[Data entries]
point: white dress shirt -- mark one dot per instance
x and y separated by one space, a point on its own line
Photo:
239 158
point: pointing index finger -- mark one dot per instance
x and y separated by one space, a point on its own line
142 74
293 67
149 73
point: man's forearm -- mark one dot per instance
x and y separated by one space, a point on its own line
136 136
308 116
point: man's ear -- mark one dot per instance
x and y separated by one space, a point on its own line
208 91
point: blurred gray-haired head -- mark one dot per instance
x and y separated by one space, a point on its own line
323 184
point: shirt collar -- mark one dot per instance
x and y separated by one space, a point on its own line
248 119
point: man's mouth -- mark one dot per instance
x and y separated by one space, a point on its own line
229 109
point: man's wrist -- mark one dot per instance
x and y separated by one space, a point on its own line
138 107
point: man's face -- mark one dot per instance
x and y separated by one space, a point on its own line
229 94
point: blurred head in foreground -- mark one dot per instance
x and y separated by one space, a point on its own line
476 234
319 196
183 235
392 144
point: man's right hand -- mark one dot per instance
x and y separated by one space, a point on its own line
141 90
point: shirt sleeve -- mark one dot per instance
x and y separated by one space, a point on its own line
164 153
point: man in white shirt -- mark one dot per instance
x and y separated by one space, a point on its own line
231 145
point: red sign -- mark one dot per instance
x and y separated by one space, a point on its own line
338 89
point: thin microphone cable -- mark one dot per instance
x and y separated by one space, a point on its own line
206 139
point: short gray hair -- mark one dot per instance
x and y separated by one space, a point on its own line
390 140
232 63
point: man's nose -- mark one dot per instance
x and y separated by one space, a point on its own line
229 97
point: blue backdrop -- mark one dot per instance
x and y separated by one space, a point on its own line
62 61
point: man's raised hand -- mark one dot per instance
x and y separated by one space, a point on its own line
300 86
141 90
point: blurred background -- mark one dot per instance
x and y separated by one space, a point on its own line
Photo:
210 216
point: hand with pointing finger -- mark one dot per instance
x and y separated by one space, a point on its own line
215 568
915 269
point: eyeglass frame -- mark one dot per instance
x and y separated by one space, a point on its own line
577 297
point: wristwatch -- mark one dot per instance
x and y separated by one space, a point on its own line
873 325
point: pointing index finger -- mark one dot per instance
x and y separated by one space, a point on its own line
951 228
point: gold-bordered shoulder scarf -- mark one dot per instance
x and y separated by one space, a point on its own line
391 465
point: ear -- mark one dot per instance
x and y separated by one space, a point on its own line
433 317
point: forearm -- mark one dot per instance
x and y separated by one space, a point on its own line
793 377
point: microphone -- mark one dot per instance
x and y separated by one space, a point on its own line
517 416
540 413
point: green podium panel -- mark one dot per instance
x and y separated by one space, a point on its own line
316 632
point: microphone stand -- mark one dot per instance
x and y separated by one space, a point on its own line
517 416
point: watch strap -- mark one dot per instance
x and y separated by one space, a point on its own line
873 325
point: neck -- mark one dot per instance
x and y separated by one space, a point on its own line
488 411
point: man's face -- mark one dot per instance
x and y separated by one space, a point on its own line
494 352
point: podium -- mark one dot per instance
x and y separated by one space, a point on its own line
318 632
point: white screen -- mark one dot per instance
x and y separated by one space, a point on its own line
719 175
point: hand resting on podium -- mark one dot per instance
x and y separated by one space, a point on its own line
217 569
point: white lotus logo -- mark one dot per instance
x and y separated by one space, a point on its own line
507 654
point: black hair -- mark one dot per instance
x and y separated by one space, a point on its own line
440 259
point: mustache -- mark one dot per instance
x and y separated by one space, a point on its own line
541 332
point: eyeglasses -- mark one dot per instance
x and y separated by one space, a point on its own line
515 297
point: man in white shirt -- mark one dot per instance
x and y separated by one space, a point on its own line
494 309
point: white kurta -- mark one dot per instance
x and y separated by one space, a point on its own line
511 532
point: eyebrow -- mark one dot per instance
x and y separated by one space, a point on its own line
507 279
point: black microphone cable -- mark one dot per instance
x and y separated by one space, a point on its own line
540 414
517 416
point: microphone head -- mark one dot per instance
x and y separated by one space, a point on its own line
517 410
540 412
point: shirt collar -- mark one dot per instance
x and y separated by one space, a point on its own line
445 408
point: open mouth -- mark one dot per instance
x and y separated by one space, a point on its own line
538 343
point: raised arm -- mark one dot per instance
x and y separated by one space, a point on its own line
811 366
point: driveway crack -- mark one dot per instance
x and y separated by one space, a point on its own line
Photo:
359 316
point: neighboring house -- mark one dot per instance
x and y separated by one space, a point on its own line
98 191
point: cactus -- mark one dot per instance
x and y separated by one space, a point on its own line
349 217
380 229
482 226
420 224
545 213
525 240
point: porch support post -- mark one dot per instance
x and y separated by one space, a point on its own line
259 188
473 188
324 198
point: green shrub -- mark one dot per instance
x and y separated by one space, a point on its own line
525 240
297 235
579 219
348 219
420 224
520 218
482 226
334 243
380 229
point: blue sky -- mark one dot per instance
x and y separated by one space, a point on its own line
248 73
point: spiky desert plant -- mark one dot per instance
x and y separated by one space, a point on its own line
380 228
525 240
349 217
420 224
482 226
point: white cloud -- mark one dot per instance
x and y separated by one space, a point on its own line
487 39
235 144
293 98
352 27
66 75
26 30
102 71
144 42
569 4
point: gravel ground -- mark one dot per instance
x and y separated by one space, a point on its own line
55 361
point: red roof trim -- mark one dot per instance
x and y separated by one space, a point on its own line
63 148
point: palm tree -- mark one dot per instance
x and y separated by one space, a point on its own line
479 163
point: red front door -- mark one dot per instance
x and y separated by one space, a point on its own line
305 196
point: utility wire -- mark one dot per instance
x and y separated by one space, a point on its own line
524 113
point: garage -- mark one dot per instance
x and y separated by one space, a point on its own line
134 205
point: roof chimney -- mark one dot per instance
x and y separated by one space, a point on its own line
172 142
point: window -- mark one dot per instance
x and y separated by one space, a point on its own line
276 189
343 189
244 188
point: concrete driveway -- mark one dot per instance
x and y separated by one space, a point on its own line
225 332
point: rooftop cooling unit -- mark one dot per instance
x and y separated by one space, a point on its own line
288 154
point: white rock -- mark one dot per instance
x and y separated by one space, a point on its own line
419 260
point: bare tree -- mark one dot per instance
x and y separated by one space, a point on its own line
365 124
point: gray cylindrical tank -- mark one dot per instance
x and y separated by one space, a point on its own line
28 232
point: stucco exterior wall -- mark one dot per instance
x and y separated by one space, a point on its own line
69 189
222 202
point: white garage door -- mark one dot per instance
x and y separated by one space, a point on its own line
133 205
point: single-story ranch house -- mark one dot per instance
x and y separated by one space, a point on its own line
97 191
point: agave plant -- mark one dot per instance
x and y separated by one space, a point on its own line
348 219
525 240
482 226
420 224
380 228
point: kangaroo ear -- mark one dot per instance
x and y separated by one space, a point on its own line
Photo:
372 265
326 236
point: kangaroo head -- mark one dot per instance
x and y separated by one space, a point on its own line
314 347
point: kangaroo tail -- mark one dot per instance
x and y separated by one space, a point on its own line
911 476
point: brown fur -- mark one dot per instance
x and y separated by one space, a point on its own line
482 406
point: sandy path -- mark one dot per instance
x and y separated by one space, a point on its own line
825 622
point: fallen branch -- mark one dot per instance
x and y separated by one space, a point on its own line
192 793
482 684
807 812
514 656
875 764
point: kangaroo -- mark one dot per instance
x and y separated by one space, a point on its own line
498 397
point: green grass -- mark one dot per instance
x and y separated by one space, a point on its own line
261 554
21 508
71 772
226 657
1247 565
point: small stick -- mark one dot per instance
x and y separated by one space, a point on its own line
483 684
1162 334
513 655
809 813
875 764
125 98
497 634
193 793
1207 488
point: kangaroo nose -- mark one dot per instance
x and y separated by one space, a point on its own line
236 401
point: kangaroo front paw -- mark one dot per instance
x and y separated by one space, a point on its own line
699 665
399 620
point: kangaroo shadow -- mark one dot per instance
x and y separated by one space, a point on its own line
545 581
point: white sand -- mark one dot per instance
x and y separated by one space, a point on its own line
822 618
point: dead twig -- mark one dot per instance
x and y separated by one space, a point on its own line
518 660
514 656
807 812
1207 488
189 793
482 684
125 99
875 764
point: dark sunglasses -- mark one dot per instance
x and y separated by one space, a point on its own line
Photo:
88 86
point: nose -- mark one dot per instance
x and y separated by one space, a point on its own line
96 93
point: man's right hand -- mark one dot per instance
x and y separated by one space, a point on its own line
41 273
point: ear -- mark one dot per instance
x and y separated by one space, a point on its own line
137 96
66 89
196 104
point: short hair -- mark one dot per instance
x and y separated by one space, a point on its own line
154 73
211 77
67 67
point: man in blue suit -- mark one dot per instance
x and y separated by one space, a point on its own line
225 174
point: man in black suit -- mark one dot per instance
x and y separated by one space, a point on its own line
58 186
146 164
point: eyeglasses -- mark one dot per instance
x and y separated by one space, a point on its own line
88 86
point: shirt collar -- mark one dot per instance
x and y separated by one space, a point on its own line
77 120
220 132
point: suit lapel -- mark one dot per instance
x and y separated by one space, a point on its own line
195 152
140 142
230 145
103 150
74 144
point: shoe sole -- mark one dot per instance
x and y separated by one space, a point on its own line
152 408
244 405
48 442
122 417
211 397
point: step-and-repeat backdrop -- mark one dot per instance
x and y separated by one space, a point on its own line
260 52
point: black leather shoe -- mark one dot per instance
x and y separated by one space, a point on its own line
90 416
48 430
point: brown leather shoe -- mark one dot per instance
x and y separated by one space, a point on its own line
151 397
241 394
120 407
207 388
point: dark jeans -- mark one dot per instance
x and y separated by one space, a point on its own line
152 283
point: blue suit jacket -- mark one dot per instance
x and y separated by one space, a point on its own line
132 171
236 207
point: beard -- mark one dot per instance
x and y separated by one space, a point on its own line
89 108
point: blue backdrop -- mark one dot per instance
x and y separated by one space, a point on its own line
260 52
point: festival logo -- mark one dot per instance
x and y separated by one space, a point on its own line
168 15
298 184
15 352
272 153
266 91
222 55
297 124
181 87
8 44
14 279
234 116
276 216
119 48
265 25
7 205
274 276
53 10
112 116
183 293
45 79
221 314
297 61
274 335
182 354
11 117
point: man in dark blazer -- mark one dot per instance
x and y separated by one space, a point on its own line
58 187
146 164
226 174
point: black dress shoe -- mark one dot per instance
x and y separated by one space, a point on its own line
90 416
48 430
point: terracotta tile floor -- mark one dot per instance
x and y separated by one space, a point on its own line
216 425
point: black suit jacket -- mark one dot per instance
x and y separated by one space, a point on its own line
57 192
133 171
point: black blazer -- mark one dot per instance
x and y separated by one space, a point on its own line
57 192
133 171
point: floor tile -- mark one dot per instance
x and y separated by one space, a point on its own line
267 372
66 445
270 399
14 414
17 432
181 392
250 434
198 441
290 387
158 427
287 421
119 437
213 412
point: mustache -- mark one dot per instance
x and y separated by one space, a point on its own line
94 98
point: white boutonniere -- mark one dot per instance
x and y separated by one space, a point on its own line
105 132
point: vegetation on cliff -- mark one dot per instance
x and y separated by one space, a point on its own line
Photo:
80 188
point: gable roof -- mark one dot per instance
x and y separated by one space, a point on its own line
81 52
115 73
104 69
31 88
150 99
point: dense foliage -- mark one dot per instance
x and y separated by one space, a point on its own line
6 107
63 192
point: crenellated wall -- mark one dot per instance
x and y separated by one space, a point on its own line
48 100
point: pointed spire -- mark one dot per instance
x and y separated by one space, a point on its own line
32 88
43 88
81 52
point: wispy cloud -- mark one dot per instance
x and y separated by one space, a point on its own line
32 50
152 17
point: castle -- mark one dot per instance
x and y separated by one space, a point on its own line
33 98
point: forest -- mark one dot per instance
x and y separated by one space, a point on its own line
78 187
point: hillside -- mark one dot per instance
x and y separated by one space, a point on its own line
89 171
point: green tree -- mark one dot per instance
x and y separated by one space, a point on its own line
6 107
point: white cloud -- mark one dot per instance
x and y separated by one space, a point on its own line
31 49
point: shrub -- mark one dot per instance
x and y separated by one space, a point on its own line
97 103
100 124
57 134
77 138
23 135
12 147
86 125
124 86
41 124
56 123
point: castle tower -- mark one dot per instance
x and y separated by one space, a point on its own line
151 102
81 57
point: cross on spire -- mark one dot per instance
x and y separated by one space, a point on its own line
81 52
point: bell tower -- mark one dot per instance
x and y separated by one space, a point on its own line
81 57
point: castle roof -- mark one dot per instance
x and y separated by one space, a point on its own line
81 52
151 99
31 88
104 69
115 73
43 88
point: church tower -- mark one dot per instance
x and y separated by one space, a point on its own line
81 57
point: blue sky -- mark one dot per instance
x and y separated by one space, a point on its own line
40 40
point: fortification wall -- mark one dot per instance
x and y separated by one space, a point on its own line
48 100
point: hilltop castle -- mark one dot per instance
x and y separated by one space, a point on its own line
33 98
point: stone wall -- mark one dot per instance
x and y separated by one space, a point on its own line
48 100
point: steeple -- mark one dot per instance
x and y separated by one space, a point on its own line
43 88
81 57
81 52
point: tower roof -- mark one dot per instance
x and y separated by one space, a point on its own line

[Problem statement] Copy the lines of the records exactly, from the line containing "point: steeple -- mark one dot per instance" through the final line of the records, with both of those lines included.

[Written answer]
point: steeple -- mark one dot per instance
x and y separated by one space, a point on its own line
43 88
81 57
81 52
point: tower roof -- mark one dot per instance
x and y separated by one space, a point on its own line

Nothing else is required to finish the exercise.